### PROBLEM DETAILS:
The full set of entries below is to be returned unchanged.

(Region pointing data)
════════════════════

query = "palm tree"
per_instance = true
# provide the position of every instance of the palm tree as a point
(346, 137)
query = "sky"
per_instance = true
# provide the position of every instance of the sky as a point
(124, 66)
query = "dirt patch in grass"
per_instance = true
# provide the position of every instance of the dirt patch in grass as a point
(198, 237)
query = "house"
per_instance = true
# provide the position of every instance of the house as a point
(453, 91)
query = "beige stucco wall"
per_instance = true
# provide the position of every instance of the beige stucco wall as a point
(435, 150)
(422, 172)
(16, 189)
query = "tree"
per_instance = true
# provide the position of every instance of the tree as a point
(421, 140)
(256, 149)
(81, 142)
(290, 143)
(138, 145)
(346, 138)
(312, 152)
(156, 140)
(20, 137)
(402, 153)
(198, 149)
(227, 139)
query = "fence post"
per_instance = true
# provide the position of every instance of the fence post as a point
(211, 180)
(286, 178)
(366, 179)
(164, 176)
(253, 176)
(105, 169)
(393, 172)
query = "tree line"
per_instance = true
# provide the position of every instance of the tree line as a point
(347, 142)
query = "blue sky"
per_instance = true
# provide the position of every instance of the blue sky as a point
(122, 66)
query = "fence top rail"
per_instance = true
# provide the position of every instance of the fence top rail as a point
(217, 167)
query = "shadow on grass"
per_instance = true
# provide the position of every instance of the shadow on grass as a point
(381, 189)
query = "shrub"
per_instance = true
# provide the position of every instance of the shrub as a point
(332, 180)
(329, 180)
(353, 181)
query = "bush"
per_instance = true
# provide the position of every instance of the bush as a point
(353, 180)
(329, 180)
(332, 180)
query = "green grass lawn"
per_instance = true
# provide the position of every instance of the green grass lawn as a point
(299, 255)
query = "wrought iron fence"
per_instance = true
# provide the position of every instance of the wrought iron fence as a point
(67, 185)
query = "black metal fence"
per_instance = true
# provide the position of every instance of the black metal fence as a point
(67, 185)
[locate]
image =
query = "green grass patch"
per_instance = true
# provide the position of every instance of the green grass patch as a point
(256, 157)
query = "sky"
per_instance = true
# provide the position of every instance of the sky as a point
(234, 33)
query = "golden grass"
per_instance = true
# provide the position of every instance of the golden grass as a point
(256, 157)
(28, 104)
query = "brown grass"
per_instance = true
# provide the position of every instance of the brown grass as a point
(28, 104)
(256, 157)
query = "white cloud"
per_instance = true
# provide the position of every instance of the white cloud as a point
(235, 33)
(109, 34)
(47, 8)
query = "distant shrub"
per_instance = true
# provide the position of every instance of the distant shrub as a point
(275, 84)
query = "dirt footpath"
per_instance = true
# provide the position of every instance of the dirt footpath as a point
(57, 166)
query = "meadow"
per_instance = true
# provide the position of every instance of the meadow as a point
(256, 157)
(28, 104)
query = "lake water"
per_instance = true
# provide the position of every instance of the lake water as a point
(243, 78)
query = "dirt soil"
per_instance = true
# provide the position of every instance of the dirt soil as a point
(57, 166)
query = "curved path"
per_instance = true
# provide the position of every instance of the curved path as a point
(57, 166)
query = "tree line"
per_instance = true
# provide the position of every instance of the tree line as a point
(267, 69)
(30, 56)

════════════════════

### EXPECTED ANSWER:
query = "palm tree"
per_instance = true
# provide the position of every instance of the palm tree as a point
(346, 137)
query = "sky"
per_instance = true
# provide the position of every instance of the sky as a point
(124, 66)
query = "dirt patch in grass"
per_instance = true
# provide the position of every instance of the dirt patch in grass as a point
(198, 237)
query = "house"
per_instance = true
# provide the position of every instance of the house as a point
(453, 91)
query = "beige stucco wall"
per_instance = true
# provide the position of every instance of the beige stucco wall as a point
(435, 150)
(422, 172)
(16, 189)
query = "tree"
per_instance = true
# provide the position of every instance of the tree as a point
(421, 140)
(256, 149)
(81, 142)
(290, 143)
(138, 145)
(346, 138)
(312, 152)
(156, 140)
(20, 137)
(402, 153)
(198, 149)
(227, 139)
query = "fence post"
per_instance = true
# provide the position of every instance of the fence post as a point
(211, 180)
(286, 178)
(366, 179)
(164, 176)
(253, 176)
(105, 169)
(393, 172)
query = "tree line"
per_instance = true
# provide the position of every instance of the tree line as a point
(347, 142)
query = "blue sky"
per_instance = true
# provide the position of every instance of the blue sky as a point
(122, 66)
query = "fence top rail"
per_instance = true
# provide the position of every instance of the fence top rail as a point
(217, 167)
query = "shadow on grass"
per_instance = true
# provide the position of every instance of the shadow on grass as a point
(381, 189)
query = "shrub"
per_instance = true
# provide the position of every instance of the shrub as a point
(332, 180)
(329, 180)
(353, 181)
query = "bush"
per_instance = true
# provide the position of every instance of the bush as a point
(353, 180)
(329, 180)
(332, 180)
query = "green grass lawn"
per_instance = true
# provide the position of every instance of the green grass lawn as a point
(299, 255)
query = "wrought iron fence"
per_instance = true
# provide the position of every instance of the wrought iron fence as a point
(67, 185)
query = "black metal fence"
per_instance = true
# provide the position of every instance of the black metal fence as a point
(67, 185)
[locate]
image =
query = "green grass patch"
per_instance = true
# provide the position of every instance of the green grass patch as a point
(256, 157)
query = "sky"
per_instance = true
# provide the position of every instance of the sky as a point
(234, 33)
query = "golden grass"
per_instance = true
# provide the position of every instance of the golden grass as a point
(256, 157)
(28, 104)
query = "brown grass"
per_instance = true
# provide the position of every instance of the brown grass as a point
(28, 104)
(256, 157)
query = "white cloud"
per_instance = true
# provide the position of every instance of the white cloud as a point
(235, 33)
(109, 34)
(47, 8)
query = "distant shrub"
per_instance = true
# provide the position of every instance of the distant shrub as a point
(275, 84)
query = "dirt footpath"
per_instance = true
# provide the position of every instance of the dirt footpath as a point
(57, 166)
query = "meadow"
per_instance = true
# provide the position of every instance of the meadow as a point
(256, 157)
(28, 104)
query = "lake water"
per_instance = true
# provide the position of every instance of the lake water as a point
(243, 78)
query = "dirt soil"
per_instance = true
# provide the position of every instance of the dirt soil as a point
(57, 166)
query = "curved path"
per_instance = true
# provide the position of every instance of the curved path as a point
(57, 166)
query = "tree line"
per_instance = true
# provide the position of every instance of the tree line as a point
(267, 69)
(30, 56)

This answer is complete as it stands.